All lines in the records below with the word "relief" must be returned.

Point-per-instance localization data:
========

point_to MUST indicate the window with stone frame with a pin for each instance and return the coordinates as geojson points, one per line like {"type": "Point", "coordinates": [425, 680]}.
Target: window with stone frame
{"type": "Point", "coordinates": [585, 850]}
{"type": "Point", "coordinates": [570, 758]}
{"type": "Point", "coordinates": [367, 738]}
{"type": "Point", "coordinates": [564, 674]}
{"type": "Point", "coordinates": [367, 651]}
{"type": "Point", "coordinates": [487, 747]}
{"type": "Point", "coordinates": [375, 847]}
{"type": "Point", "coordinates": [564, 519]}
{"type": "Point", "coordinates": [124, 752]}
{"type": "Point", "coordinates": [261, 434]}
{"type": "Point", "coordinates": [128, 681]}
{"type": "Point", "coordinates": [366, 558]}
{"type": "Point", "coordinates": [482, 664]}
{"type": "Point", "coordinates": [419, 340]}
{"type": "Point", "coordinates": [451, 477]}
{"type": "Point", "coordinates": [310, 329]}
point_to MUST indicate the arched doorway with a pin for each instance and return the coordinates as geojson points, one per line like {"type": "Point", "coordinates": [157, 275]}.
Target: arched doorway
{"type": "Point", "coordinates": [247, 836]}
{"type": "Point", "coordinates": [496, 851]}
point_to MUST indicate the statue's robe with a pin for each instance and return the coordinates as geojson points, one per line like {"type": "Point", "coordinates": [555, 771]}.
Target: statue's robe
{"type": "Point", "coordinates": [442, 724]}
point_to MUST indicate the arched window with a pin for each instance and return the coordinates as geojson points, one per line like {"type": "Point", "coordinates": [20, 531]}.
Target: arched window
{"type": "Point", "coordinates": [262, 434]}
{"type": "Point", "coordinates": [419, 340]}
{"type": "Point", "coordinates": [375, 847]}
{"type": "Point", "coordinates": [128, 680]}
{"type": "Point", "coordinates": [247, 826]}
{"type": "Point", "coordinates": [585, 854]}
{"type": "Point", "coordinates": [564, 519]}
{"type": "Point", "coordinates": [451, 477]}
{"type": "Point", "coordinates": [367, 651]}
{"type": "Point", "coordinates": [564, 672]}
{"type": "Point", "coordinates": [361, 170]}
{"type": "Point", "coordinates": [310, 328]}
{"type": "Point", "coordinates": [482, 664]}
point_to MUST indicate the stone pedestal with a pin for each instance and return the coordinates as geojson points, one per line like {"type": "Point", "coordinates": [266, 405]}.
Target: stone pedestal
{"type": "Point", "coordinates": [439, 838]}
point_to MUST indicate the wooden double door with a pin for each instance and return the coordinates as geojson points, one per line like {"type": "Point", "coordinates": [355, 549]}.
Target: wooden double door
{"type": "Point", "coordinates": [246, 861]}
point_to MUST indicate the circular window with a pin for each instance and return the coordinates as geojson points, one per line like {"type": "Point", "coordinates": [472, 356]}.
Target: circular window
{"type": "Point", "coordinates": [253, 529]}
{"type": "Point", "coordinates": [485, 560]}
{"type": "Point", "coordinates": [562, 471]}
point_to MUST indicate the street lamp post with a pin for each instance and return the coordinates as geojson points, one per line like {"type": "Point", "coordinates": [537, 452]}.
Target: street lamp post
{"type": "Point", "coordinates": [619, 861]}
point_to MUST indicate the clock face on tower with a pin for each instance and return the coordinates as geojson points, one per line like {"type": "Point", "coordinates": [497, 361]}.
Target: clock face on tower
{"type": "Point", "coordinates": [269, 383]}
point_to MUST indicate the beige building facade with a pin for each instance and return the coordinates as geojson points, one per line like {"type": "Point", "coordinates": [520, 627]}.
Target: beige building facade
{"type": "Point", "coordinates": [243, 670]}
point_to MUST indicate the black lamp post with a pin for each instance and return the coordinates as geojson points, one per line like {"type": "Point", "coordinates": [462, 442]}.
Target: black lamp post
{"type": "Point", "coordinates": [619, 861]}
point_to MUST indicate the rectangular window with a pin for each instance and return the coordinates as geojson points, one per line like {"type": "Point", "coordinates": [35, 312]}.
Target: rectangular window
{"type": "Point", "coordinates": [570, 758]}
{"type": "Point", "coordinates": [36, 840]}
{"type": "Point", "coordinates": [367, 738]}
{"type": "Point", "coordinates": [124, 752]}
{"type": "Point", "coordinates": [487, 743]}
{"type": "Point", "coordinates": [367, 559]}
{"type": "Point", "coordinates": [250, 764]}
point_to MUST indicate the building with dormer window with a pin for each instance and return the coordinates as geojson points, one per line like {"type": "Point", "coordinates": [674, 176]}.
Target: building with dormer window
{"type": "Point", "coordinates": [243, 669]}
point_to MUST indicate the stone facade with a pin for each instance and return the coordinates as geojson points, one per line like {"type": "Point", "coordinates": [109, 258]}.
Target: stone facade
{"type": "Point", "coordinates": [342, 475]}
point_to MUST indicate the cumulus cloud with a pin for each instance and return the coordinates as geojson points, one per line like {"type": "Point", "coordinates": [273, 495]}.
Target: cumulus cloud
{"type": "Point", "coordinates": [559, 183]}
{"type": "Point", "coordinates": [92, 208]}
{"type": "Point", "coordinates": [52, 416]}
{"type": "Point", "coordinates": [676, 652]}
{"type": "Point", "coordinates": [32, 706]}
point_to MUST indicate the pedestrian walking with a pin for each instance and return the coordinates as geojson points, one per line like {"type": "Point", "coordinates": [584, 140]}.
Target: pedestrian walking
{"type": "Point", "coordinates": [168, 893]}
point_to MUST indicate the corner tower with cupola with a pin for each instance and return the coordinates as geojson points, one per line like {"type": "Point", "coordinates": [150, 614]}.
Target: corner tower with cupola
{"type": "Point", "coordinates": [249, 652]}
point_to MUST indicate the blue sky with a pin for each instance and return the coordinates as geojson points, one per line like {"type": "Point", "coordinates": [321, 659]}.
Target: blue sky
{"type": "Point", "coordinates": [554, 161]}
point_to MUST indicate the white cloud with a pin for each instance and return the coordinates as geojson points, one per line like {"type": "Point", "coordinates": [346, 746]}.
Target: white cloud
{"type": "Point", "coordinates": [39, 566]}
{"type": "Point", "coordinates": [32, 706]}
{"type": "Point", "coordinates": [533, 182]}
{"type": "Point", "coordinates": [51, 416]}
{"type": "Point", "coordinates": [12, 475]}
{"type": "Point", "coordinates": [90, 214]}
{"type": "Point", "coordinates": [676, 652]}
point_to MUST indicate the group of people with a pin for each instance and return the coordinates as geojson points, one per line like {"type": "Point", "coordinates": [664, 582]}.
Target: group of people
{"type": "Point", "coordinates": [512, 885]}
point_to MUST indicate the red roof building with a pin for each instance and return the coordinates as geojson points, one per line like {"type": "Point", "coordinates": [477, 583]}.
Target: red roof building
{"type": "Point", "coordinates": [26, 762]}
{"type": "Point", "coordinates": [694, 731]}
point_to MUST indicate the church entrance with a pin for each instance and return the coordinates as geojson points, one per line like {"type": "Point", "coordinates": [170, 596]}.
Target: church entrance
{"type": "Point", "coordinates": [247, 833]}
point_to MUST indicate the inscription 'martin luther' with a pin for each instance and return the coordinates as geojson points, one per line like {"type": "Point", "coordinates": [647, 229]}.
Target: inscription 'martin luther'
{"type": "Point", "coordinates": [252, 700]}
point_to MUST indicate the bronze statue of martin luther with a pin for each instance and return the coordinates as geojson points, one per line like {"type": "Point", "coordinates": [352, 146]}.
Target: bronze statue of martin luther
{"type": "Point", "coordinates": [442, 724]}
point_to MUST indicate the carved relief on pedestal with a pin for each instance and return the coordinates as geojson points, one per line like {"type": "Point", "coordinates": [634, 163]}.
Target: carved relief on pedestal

========

> **RESULT FOR THIS EXERCISE**
point_to MUST indicate the carved relief on pedestal with a pin for each instance and return the coordinates as geojson points, one per line like {"type": "Point", "coordinates": [634, 163]}.
Target: carved relief on pedestal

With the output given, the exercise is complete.